■ Work task: If a record holds a picture, please leave the picture out and copy the rest of the record exactly.

■ Collected data:
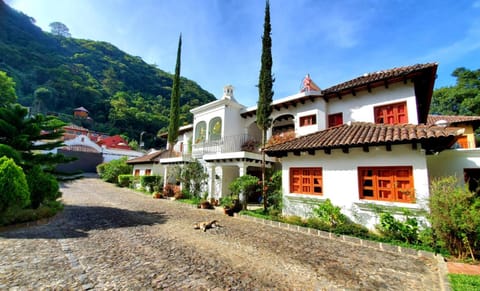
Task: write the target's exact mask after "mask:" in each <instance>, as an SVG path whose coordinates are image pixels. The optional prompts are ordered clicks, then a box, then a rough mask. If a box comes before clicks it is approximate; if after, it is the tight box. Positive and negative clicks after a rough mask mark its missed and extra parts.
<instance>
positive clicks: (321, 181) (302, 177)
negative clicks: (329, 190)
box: [290, 167, 323, 196]
mask: <svg viewBox="0 0 480 291" xmlns="http://www.w3.org/2000/svg"><path fill="white" fill-rule="evenodd" d="M290 193H297V194H311V195H320V196H321V195H323V177H322V168H321V167H318V168H290Z"/></svg>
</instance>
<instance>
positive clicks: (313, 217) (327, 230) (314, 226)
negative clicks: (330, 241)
mask: <svg viewBox="0 0 480 291" xmlns="http://www.w3.org/2000/svg"><path fill="white" fill-rule="evenodd" d="M306 223H307V226H308V227H311V228H314V229H318V230H323V231H331V227H330V225H328V224H327V223H325V221H323V220H321V219H320V218H318V217H309V218H307V221H306Z"/></svg>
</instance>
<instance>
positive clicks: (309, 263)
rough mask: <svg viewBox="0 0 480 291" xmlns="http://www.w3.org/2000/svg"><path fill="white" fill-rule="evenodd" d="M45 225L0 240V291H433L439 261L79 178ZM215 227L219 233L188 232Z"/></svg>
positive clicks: (212, 232) (197, 230)
mask: <svg viewBox="0 0 480 291" xmlns="http://www.w3.org/2000/svg"><path fill="white" fill-rule="evenodd" d="M62 192H63V200H64V202H65V204H66V207H65V210H64V212H63V213H62V214H61V215H59V217H57V218H55V219H54V220H53V221H52V222H50V223H49V224H45V225H41V226H36V227H30V228H25V229H17V230H11V231H7V232H2V233H0V257H1V260H0V289H12V290H25V289H35V290H36V289H75V290H78V289H98V290H103V289H109V290H111V289H117V290H119V289H122V290H125V289H128V290H149V289H166V290H178V289H183V290H185V289H194V290H229V289H234V290H265V289H270V290H324V289H326V290H337V289H342V290H343V289H348V290H356V289H359V290H441V289H442V286H441V285H440V282H439V275H438V267H437V262H436V260H434V259H431V258H426V257H414V256H406V255H402V254H396V253H389V252H382V251H379V250H375V249H372V248H367V247H361V246H358V245H352V244H349V243H344V242H339V241H335V240H328V239H323V238H319V237H316V236H313V235H308V234H303V233H298V232H293V231H289V230H285V229H280V228H275V227H272V226H268V225H262V224H258V223H254V222H250V221H246V220H243V219H240V218H232V217H227V216H225V215H223V214H222V213H220V212H218V211H213V210H200V209H194V208H192V207H190V206H188V205H183V204H180V203H177V202H174V201H167V200H155V199H152V198H151V197H149V196H146V195H142V194H139V193H135V192H133V191H130V190H128V189H123V188H118V187H115V186H114V185H111V184H107V183H104V182H102V181H101V180H99V179H94V178H86V179H82V180H77V181H74V182H71V183H68V184H66V185H64V186H63V187H62ZM212 219H216V220H218V221H219V222H220V224H221V226H222V227H220V228H216V229H210V230H207V231H206V232H202V231H199V230H194V229H193V224H194V223H195V222H199V221H205V220H212Z"/></svg>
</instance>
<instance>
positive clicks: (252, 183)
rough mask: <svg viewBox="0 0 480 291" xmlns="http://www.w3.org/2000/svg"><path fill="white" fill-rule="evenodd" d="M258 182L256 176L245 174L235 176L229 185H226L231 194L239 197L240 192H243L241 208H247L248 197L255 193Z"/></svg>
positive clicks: (240, 192) (241, 195)
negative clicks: (253, 193)
mask: <svg viewBox="0 0 480 291" xmlns="http://www.w3.org/2000/svg"><path fill="white" fill-rule="evenodd" d="M258 182H259V180H258V178H257V177H255V176H251V175H248V174H247V175H243V176H240V177H238V178H236V179H235V180H233V182H232V183H230V185H228V189H229V190H230V191H232V193H233V195H235V196H236V197H241V196H242V195H241V194H243V197H242V199H241V201H242V202H243V209H247V201H248V197H250V196H251V195H252V194H253V193H255V191H256V190H257V187H258Z"/></svg>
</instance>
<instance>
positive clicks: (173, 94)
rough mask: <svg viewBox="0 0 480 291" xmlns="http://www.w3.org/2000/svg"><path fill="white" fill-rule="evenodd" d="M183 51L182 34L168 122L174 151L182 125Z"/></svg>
mask: <svg viewBox="0 0 480 291" xmlns="http://www.w3.org/2000/svg"><path fill="white" fill-rule="evenodd" d="M181 53H182V34H180V37H179V39H178V50H177V63H176V65H175V75H174V76H173V86H172V95H171V97H170V123H169V124H168V148H169V151H170V153H172V152H173V146H174V145H175V143H176V142H177V139H178V128H179V127H180V57H181Z"/></svg>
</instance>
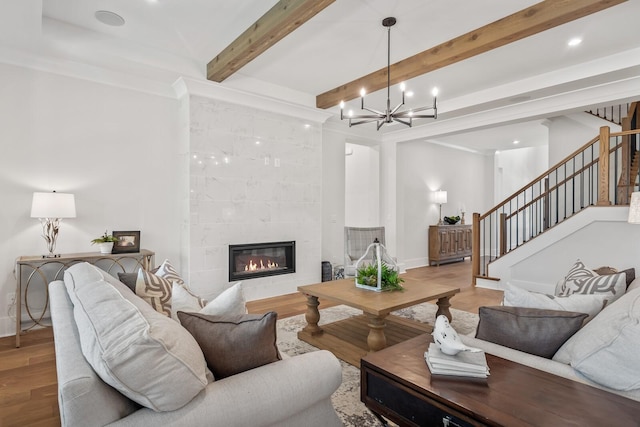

■ Exercise response:
Task: write the target's exact mask after "mask:" in each <instance>, as an SVG path whose coordinates are image pixels. The optional prompts are ordered clicks, then a box, then a rough mask. If a box comes before clicks it is approximate; if after, it is the tight box. Positive and negative clicks after a rough mask mark its missed and extra parts.
<instance>
positive clicks: (321, 181) (302, 177)
negative clicks: (329, 190)
box: [290, 167, 323, 196]
mask: <svg viewBox="0 0 480 291" xmlns="http://www.w3.org/2000/svg"><path fill="white" fill-rule="evenodd" d="M290 193H297V194H311V195H320V196H321V195H323V177H322V168H321V167H318V168H290Z"/></svg>
</instance>
<instance>
positive clicks: (313, 217) (327, 230) (314, 226)
negative clicks: (330, 241)
mask: <svg viewBox="0 0 480 291" xmlns="http://www.w3.org/2000/svg"><path fill="white" fill-rule="evenodd" d="M306 223H307V226H308V227H311V228H314V229H318V230H323V231H331V227H330V225H328V224H327V223H325V221H323V220H321V219H320V218H318V217H309V218H307V221H306Z"/></svg>
</instance>
<instance>
positive clicks: (309, 263)
rough mask: <svg viewBox="0 0 480 291" xmlns="http://www.w3.org/2000/svg"><path fill="white" fill-rule="evenodd" d="M45 225L0 240V291H433L439 261L79 178ZM215 227L219 233L188 232Z"/></svg>
positive clicks: (212, 232) (197, 230)
mask: <svg viewBox="0 0 480 291" xmlns="http://www.w3.org/2000/svg"><path fill="white" fill-rule="evenodd" d="M62 192H63V200H64V202H65V204H66V207H65V210H64V212H63V213H62V214H61V215H59V217H57V218H55V219H54V220H53V221H52V222H50V223H49V224H45V225H41V226H36V227H30V228H25V229H17V230H11V231H7V232H2V233H0V257H1V260H0V289H12V290H25V289H35V290H36V289H75V290H78V289H98V290H103V289H109V290H111V289H117V290H119V289H122V290H125V289H128V290H149V289H166V290H178V289H183V290H185V289H194V290H229V289H234V290H265V289H270V290H324V289H326V290H337V289H342V290H343V289H348V290H356V289H359V290H441V289H442V286H441V285H440V282H439V275H438V267H437V262H436V260H434V259H431V258H426V257H414V256H406V255H402V254H396V253H389V252H382V251H379V250H375V249H372V248H367V247H361V246H358V245H352V244H349V243H344V242H339V241H335V240H328V239H323V238H319V237H316V236H313V235H308V234H303V233H298V232H293V231H289V230H285V229H280V228H275V227H272V226H268V225H262V224H258V223H254V222H250V221H246V220H243V219H240V218H232V217H227V216H225V215H223V214H222V213H220V212H218V211H213V210H200V209H194V208H192V207H190V206H188V205H183V204H180V203H177V202H174V201H167V200H155V199H152V198H151V197H149V196H146V195H142V194H139V193H135V192H133V191H130V190H128V189H123V188H118V187H115V186H114V185H111V184H107V183H104V182H102V181H101V180H99V179H94V178H86V179H82V180H77V181H74V182H71V183H68V184H66V185H64V186H63V187H62ZM212 219H216V220H218V221H219V222H220V224H221V226H222V227H220V228H216V229H210V230H207V231H206V232H202V231H199V230H194V229H193V224H194V223H195V222H199V221H205V220H212Z"/></svg>
</instance>
<instance>
positive clicks: (252, 183)
rough mask: <svg viewBox="0 0 480 291" xmlns="http://www.w3.org/2000/svg"><path fill="white" fill-rule="evenodd" d="M258 182L256 176L245 174L235 176L229 185H226L231 194L239 197L240 192H243L241 208H247L248 197L255 193Z"/></svg>
positive clicks: (240, 192) (241, 195)
negative clicks: (253, 193)
mask: <svg viewBox="0 0 480 291" xmlns="http://www.w3.org/2000/svg"><path fill="white" fill-rule="evenodd" d="M258 182H259V180H258V178H257V177H255V176H251V175H248V174H247V175H243V176H240V177H238V178H236V179H235V180H233V182H232V183H230V185H228V189H229V190H230V191H232V193H233V195H235V196H236V197H241V196H242V195H241V194H243V197H242V199H241V201H242V202H243V209H247V201H248V197H250V196H251V195H252V194H253V193H255V191H256V190H257V187H258Z"/></svg>
</instance>
<instance>
positive clicks: (173, 94)
rough mask: <svg viewBox="0 0 480 291" xmlns="http://www.w3.org/2000/svg"><path fill="white" fill-rule="evenodd" d="M183 51L182 34L168 122L174 151L182 125Z"/></svg>
mask: <svg viewBox="0 0 480 291" xmlns="http://www.w3.org/2000/svg"><path fill="white" fill-rule="evenodd" d="M181 53H182V34H180V37H179V39H178V50H177V63H176V65H175V75H174V76H173V86H172V95H171V97H170V123H169V124H168V148H169V151H170V153H172V152H173V146H174V145H175V143H176V142H177V139H178V128H179V127H180V57H181Z"/></svg>
</instance>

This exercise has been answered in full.